[WORK INSTRUCTIONS]
[1] Retype everything in the passage on skin lightening in Sudan from "Prolonged use can" down to "confident and glamorous.".
[2] Extend the passage on skin lightening in Sudan, picking up after its last sentence.

[SUPPLIED PASSAGE]
In many countries in Africa, the Middle East and Asia lighter-colored skin is considered prettier and paler women are believed to be wealthier, more educated and more desirable.

This attitude has led to a boom in the use of skin-lightening products in Sudan, a vast country torn by war where skin color also has political connotations.
Rasha Moussa, a maid, pulls some skin-whitening cream from her handbag.
"I use it on my face to make my face shine. The Sudanese see the light color as better than dark. I think it's a complex that we have," she said.


"People judge you here by your color ... If they see me and someone else with lighter skin wearing the same clothes, they would say she is living a comfortable life and I'm a poor woman," she added.

Millions of women throughout Africa use creams and soaps containing chemicals, like hydroquinone, to lighten the color of their skin. But the creams can cause long-term damage.

Dermatologists say prolonged use of hydroquinone and mercury-based products, also found in some creams, destroys the skin's protective outer layer. Eventually the skin starts to burn, itch or blister, becomes extremely sensitive to sunlight and then turns even blacker than before.

Prolonged use can damage the nerves or even lead to kidney failure or skin cancer and so prove fatal.

"It's a very bad problem here. It sometimes kills the patient ... It's bad, bad news," said a doctor at a Khartoum hospital. He said the number of women coming to the dermatology department with problems caused by skin-whitening treatments had grown to at least one in four of all dermatology patients.


MODERN STYLE?
In Khartoum, skin-whitening creams are displayed prominently in stores and on roadside adverts. Products advertised on Arab television channels promise the creams will also make a woman more confident and glamorous.


In one advert, a previously unremarkable female television presenter delivers a stunning report after using whitening cream. Her handsome male colleague, who has previously ignored her, says: "You were great. What are you doing at four?"

In another, a singer leaves the stage with stage fright but returns after lightening her skin and performs wonderfully.

At the Modern Style bridal store, an array of skin-whitening creams adorn the front desk. Next door, a photography studio displays wedding portraits of women with very pale skin.

Modern Style's Egyptian owner Samira Magar tied the growing preference for white wedding dresses, which are not traditional in Sudan, to the desire for pale skin.

"More Sudanese are getting white wedding dresses, so they want to look like Egyptians and Europeans," she said.

Dataset records
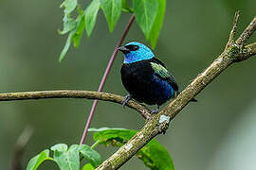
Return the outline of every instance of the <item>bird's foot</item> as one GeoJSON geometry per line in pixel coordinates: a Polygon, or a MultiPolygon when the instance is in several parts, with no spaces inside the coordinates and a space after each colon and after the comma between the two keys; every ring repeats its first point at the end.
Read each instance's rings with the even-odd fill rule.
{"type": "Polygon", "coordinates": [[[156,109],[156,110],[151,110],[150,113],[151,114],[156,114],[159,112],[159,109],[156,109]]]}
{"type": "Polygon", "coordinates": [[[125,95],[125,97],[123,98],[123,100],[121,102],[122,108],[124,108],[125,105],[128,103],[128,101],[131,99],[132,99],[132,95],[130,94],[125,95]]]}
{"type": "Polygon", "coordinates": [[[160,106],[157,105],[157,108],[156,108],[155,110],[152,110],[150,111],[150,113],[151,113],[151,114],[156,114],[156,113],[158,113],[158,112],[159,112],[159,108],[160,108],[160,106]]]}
---
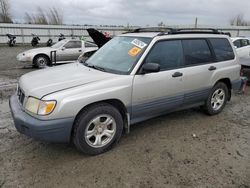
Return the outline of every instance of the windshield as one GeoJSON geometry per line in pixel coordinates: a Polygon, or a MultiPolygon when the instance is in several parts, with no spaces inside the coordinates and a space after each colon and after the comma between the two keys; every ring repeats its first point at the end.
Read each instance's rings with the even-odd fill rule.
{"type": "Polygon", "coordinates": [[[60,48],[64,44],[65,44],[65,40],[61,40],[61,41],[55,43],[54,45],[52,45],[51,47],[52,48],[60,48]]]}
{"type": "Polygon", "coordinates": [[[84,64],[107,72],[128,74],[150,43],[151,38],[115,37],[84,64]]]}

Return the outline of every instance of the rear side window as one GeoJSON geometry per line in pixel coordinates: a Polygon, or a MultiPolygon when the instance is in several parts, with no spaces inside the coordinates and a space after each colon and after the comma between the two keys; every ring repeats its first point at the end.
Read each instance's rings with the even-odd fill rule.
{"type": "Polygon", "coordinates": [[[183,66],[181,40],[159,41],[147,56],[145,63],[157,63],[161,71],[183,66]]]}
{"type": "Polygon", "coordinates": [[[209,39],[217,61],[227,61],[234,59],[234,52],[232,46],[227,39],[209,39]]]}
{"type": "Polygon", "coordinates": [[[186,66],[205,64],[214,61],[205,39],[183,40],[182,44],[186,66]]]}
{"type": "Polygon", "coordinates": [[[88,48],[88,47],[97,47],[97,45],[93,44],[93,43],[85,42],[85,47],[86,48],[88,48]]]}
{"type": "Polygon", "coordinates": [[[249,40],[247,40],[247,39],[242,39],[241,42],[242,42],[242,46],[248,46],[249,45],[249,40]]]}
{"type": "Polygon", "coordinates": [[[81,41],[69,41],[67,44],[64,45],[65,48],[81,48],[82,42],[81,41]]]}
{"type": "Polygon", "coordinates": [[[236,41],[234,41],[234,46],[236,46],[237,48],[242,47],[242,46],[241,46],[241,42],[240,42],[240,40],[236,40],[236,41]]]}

[PER-TASK OUTPUTS]
[1]
Prolonged use can damage the nerves or even lead to kidney failure or skin cancer and so prove fatal.

"It's a very bad problem here. It sometimes kills the patient ... It's bad, bad news," said a doctor at a Khartoum hospital. He said the number of women coming to the dermatology department with problems caused by skin-whitening treatments had grown to at least one in four of all dermatology patients.


MODERN STYLE?
In Khartoum, skin-whitening creams are displayed prominently in stores and on roadside adverts. Products advertised on Arab television channels promise the creams will also make a woman more confident and glamorous.

[2]
"I think it's an inferiority complex. They think that if they're white in color, they are more beautiful," she added.

Magar said some women had resorted to mercury and harsh prescription creams not meant for cosmetic use, leaving their faces disfigured on their wedding day.


SINISTER TONE
Natural methods of skin whitening have been used for centuries, Magar said, but in Sudan the use of chemicals began in the 1980s and has thrived since.
The doctor at the Khartoum hospital, who declined to be named, said the creams now used can cause irritation and infection, blotching, eczema, and that most contain steroids.


The doctor said that rather than ask why women use the creams, men should be asked why they prefer pale skin.

"Here, all men want to sit with or marry a woman with light skin. If any man wants to marry, he says the first choice is for a woman with light skin ... Why is this?"

While a tan can be seen as something of a status symbol in the West, darker skin marks out women in Africa, the Middle East and Asia as poorer people who have no choice but to toil under the hot sun.

In Sudan, Africa's biggest country, over two decades of civil war between lighter-skinned northerners and darker southerners has given skin tone more sinister connotations, and the meaning of the various shades is nuanced.
Northerners, who are mainly Muslims and claim Arab lineage, have traditionally held power. A north-south coalition government now shares power after a peace deal last year.


During civil strife, skin tone often meant the difference between life and death. Southerners, traditionally Christian or animist, complain of prejudice against them in everyday life, and some northerners privately claim superiority over their darker and non-Arab countrymen.